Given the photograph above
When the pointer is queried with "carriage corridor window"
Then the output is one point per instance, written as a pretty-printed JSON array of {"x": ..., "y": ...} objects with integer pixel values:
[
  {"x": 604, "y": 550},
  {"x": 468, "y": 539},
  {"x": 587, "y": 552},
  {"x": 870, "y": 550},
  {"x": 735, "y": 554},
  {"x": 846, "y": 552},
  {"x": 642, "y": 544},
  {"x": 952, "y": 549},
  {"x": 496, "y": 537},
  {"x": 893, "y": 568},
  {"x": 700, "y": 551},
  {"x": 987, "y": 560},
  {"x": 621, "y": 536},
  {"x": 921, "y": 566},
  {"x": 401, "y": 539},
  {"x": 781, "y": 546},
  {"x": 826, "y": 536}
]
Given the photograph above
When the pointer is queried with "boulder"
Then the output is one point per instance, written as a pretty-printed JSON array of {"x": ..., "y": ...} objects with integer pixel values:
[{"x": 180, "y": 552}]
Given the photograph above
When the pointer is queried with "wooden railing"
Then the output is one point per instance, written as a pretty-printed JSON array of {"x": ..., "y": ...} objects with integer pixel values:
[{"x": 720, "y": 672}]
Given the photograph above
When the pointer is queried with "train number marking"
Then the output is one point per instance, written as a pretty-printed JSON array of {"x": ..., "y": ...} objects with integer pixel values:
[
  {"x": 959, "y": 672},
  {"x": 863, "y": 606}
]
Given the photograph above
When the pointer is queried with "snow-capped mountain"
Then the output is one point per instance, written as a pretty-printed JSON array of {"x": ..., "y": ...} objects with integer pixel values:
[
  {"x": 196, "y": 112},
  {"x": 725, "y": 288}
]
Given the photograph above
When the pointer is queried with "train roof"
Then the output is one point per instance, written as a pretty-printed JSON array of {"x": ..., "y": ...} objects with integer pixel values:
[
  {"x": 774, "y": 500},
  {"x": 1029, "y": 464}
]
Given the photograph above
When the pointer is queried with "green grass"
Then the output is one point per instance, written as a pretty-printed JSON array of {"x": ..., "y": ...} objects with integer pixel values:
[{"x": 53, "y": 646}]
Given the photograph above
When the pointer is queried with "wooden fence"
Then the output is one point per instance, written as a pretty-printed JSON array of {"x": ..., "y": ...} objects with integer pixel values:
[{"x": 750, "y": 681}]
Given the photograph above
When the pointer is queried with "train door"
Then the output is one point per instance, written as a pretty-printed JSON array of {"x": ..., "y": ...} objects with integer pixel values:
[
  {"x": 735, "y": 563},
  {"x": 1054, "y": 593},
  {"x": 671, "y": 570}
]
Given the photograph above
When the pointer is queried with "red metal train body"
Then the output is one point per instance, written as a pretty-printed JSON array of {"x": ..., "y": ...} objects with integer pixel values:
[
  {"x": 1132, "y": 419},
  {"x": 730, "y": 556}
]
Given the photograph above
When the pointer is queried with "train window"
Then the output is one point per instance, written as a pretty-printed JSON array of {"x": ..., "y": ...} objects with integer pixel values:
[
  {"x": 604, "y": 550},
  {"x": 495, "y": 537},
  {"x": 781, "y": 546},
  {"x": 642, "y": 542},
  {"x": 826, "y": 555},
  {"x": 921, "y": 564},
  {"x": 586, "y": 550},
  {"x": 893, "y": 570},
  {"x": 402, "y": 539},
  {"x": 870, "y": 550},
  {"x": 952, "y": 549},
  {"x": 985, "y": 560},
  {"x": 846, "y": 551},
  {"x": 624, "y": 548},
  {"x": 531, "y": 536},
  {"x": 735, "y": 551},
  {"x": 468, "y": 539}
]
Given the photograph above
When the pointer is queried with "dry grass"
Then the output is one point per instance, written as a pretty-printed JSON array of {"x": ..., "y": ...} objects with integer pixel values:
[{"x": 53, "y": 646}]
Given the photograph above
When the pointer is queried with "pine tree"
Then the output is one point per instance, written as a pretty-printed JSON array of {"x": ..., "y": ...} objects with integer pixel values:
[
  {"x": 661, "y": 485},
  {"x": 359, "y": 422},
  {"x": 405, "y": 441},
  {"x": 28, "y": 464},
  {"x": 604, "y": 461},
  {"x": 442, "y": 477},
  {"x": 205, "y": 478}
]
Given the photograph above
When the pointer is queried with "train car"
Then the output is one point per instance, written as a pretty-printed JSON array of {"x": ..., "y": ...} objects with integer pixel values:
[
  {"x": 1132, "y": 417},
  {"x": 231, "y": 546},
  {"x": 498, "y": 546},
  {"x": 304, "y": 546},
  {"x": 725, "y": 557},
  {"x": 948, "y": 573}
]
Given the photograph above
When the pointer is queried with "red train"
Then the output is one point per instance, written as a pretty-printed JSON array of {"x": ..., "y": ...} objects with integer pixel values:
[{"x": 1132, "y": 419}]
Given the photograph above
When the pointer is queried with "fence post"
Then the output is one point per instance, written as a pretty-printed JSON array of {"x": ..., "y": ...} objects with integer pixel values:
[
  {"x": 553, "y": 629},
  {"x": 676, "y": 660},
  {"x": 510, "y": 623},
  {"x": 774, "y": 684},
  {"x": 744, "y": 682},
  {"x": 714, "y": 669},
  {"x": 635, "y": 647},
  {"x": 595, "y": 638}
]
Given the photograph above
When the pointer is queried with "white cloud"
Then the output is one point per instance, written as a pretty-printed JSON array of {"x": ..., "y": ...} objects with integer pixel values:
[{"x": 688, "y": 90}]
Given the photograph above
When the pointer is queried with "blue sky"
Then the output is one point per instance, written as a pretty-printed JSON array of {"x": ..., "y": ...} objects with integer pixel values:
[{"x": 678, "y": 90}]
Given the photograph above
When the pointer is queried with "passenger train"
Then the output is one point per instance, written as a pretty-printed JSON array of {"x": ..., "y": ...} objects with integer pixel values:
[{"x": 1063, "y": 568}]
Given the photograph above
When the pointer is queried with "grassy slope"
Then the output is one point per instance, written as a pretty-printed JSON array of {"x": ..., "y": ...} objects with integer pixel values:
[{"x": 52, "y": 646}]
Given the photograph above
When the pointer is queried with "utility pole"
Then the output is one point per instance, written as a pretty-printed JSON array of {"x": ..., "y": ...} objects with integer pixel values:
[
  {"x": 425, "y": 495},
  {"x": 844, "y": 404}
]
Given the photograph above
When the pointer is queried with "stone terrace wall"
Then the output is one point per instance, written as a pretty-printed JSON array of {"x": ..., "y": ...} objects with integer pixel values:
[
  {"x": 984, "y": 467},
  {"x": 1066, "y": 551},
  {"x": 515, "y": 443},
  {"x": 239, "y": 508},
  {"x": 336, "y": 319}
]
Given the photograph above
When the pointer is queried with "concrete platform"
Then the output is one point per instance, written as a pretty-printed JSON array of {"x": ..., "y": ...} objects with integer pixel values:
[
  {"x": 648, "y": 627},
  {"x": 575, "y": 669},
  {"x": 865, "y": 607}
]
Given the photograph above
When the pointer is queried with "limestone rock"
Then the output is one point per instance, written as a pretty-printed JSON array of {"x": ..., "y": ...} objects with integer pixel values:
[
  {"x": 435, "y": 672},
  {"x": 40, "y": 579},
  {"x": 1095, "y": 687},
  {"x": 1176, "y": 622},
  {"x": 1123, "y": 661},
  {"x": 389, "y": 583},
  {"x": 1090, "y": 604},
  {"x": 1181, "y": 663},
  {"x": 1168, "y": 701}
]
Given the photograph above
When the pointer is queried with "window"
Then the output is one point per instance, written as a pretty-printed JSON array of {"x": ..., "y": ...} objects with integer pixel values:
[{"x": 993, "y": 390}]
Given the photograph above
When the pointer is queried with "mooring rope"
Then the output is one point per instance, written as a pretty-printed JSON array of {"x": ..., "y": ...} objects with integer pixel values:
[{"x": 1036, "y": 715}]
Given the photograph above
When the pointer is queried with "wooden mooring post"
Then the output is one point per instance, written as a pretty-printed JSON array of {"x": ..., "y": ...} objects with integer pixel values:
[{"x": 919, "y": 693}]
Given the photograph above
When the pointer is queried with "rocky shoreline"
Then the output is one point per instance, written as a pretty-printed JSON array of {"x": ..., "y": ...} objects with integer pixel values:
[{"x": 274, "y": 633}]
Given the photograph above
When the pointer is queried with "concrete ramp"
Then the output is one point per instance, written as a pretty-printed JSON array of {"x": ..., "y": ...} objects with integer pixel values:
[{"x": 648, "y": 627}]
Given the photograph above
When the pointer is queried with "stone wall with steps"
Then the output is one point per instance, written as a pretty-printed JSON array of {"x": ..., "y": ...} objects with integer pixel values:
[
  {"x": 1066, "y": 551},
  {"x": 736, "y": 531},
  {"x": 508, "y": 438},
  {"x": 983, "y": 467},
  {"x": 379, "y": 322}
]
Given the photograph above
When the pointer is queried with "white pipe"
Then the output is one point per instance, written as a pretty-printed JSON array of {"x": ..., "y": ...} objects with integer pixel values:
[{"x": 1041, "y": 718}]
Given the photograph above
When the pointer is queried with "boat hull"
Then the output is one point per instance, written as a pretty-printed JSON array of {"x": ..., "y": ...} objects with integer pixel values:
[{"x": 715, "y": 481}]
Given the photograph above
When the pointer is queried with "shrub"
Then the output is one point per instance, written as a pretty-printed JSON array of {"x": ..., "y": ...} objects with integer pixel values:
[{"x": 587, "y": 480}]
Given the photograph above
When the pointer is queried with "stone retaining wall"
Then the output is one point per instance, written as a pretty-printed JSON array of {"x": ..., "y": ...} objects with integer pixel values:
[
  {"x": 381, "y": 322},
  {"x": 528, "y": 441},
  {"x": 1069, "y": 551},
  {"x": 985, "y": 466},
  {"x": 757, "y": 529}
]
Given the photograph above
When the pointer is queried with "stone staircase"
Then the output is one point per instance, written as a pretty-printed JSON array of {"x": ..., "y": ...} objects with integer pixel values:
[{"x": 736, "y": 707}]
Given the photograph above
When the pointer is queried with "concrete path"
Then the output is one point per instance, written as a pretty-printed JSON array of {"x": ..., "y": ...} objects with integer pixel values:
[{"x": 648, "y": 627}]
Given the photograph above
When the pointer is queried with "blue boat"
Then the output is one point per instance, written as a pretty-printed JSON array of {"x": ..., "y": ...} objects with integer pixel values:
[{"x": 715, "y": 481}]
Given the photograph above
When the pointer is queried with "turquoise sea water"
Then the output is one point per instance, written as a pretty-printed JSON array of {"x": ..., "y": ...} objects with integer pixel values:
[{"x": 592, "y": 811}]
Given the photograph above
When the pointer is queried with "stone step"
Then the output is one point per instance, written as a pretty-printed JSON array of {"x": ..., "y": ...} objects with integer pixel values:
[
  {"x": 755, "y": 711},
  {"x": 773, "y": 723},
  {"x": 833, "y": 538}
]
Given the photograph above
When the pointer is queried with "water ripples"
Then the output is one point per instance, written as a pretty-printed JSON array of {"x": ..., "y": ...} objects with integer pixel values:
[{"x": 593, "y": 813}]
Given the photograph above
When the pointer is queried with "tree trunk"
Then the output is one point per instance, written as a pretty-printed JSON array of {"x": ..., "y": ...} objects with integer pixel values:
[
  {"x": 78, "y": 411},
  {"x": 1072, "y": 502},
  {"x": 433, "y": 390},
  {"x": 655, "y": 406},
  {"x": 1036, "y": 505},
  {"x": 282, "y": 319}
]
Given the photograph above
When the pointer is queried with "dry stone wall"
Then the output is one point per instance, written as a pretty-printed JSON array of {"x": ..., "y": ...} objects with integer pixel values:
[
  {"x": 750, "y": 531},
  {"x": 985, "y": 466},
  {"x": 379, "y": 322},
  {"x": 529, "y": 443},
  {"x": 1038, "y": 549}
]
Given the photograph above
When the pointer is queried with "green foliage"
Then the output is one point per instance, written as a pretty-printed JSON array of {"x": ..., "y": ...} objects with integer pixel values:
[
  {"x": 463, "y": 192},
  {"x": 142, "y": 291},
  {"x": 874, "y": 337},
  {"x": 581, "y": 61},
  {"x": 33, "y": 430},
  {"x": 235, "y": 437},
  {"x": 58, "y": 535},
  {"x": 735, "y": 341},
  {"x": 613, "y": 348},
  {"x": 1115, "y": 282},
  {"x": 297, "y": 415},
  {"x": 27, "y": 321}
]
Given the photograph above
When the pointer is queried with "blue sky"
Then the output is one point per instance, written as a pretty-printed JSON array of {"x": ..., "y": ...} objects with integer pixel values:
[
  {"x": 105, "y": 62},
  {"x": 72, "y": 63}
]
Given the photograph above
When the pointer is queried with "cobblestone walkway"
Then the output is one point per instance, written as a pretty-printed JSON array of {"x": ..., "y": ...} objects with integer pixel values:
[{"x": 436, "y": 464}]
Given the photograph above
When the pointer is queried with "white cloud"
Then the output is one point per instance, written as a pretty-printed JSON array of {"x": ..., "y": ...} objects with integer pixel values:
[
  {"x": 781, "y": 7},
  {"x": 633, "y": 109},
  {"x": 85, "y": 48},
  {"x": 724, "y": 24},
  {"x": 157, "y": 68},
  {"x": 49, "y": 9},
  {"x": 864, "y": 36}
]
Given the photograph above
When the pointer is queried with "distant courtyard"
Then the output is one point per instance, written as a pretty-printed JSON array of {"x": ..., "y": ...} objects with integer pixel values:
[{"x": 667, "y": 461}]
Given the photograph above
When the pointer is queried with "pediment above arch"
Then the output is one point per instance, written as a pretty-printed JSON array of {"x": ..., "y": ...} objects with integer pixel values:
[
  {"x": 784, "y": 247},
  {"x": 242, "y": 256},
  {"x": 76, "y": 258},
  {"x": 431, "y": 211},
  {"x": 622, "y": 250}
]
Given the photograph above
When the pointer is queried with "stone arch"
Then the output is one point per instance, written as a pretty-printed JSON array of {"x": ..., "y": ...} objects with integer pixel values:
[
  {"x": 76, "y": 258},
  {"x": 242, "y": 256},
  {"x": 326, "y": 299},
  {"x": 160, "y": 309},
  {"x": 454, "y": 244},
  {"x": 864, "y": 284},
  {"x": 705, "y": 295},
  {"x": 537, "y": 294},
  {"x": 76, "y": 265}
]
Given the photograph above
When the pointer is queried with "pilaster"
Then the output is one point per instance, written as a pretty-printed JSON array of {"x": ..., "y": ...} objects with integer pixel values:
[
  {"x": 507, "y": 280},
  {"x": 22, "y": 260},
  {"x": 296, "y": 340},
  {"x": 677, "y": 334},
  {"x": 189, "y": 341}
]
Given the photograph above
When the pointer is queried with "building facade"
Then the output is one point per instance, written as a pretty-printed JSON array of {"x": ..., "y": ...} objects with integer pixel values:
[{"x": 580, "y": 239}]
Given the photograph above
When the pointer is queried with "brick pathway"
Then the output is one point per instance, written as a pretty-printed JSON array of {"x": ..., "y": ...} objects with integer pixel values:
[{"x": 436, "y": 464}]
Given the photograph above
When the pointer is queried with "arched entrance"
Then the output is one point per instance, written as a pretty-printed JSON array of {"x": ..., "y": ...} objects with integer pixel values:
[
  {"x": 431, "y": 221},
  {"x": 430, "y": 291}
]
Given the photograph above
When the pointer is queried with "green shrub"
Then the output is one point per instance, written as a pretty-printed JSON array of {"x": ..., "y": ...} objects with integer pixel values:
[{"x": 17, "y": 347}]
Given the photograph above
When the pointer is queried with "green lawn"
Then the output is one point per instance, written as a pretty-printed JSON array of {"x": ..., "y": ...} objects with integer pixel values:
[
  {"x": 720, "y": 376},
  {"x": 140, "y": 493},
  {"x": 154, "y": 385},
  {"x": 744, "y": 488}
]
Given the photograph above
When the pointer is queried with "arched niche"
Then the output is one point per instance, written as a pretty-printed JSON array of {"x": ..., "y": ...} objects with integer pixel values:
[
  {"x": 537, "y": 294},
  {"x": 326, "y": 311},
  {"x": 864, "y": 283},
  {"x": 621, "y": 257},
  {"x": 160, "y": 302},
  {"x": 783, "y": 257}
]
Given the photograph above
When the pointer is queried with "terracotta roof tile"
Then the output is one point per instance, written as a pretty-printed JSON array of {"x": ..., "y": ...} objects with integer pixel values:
★ ★ ★ ★ ★
**Exercise prompt**
Locate every line of the material above that contains the string "arched", and copy each of those lines out in full. The match is case-sensitive.

**Task solution**
When the pointer is queried with "arched entrance"
When the pointer is queried with "arched niche"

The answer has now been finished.